EXTRACTED DATA:
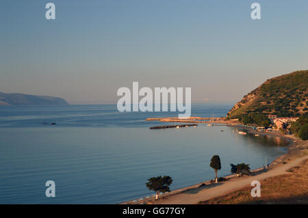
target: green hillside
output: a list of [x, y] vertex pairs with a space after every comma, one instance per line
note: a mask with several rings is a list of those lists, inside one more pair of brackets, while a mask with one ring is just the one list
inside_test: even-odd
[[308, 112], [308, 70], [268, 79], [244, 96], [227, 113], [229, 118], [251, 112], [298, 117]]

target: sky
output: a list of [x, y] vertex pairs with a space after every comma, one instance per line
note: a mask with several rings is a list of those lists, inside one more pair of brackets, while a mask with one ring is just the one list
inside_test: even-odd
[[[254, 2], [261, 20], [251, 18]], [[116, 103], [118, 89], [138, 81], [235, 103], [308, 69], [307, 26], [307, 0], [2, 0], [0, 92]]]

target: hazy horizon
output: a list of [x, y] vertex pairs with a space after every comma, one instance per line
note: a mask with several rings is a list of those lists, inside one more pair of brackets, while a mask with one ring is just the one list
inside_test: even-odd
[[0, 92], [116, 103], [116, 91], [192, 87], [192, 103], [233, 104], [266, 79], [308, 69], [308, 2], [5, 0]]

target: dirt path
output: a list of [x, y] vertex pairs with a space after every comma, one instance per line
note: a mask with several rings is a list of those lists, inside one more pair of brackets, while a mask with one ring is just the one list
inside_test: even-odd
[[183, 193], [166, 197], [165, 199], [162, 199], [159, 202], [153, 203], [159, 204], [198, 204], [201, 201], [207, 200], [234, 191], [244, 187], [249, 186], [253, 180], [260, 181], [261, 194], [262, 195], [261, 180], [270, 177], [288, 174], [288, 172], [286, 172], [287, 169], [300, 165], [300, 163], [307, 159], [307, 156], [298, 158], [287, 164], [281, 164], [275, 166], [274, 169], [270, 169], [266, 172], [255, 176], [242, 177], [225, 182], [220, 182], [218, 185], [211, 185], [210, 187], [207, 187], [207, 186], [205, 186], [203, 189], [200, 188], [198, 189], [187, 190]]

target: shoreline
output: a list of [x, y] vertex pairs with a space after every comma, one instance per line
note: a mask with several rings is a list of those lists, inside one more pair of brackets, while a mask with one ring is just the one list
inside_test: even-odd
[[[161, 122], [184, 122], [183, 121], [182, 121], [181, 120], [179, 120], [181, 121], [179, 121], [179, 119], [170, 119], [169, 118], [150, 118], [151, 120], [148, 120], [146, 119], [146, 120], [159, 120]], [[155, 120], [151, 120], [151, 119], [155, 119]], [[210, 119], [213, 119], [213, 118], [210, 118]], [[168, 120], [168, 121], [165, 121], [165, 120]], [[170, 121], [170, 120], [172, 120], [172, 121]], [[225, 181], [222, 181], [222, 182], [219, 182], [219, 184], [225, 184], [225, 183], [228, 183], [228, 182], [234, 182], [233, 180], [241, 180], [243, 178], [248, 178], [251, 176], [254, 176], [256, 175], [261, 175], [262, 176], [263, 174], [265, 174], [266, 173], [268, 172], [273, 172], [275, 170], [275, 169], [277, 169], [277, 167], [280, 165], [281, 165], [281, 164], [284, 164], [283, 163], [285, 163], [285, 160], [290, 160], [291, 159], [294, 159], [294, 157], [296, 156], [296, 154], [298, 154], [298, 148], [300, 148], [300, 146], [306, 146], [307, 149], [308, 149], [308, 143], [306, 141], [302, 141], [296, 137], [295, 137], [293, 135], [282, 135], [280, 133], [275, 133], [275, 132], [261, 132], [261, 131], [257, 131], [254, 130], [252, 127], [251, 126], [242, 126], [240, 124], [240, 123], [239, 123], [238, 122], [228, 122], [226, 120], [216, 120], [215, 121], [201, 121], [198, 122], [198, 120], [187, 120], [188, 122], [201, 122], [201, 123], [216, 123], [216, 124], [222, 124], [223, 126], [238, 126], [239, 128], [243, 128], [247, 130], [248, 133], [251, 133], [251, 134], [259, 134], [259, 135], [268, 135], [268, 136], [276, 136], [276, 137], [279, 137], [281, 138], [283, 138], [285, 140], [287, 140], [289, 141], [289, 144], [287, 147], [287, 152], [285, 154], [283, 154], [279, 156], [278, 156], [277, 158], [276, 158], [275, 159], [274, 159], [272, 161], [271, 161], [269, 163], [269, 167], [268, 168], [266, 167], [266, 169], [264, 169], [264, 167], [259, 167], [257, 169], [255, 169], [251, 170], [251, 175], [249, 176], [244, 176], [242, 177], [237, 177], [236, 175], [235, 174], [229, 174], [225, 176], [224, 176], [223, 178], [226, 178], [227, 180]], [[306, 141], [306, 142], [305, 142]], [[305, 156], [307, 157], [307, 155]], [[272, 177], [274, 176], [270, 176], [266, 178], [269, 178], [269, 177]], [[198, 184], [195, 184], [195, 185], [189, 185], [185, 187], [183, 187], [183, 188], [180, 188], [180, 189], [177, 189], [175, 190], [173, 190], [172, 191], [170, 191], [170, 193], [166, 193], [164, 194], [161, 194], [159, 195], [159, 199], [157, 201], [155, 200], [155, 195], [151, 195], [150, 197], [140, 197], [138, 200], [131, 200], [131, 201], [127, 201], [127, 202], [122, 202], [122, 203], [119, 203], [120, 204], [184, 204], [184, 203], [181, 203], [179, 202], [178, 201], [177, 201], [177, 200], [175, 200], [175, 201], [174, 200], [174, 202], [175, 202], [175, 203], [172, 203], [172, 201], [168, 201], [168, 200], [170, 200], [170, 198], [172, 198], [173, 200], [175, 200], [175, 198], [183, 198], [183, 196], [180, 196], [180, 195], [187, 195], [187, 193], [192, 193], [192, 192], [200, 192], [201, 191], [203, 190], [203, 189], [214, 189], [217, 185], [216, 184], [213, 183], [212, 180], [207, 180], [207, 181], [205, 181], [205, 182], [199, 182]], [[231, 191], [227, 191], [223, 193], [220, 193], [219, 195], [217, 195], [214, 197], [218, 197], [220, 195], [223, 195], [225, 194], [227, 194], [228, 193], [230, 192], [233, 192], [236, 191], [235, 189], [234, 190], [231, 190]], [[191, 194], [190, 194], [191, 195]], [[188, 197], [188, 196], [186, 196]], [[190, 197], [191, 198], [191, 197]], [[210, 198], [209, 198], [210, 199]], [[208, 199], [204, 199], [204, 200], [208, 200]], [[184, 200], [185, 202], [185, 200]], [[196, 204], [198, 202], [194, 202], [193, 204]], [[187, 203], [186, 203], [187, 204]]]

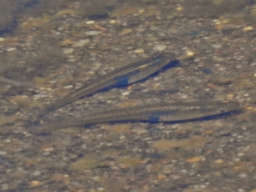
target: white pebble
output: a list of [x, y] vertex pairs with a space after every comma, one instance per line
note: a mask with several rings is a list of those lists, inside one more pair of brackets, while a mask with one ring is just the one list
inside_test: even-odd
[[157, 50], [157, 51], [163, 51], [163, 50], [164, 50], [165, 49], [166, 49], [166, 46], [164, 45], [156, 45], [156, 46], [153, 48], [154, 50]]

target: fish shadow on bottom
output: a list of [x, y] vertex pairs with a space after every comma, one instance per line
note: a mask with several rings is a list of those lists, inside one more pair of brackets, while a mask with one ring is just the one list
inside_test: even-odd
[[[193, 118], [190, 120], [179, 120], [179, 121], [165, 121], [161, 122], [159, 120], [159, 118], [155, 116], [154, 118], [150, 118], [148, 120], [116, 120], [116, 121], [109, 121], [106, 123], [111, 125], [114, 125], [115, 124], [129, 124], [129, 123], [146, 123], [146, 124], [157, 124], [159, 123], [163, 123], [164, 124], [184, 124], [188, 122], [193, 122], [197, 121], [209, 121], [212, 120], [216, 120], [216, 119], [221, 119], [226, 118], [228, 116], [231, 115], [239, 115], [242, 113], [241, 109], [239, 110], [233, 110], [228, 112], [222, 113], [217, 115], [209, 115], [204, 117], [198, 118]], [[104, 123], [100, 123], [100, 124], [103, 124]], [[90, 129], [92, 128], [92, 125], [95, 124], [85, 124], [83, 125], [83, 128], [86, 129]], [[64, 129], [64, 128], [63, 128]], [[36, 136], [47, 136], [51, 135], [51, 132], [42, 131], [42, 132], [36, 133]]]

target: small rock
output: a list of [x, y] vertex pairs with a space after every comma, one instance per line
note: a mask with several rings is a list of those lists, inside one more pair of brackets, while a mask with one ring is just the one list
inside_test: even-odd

SHORT EXERCISE:
Please retype the listing from its first line through the line containing "[2, 0], [0, 92]]]", including both ends, and leave the pictures out.

RESULT OF THE EXERCISE:
target: green hillside
output: a list of [x, y] vertex pairs with a space after every comma, one instance per line
note: a mask with several rings is a list of those lists, inside one more pair of brackets, while a mask with one ring is just the one list
inside_test: even-odd
[[308, 112], [308, 70], [268, 79], [244, 96], [227, 113], [229, 118], [251, 112], [298, 117]]

target: sky
output: a list of [x, y] vertex pairs with a space after every comma, one instance per line
note: a mask with several rings is a list of those lists, inside one more pair of brackets, while a mask with one ring is just the one list
inside_test: even-odd
[[[254, 2], [261, 20], [251, 18]], [[116, 103], [118, 89], [138, 81], [235, 103], [308, 69], [307, 26], [307, 0], [2, 0], [0, 92]]]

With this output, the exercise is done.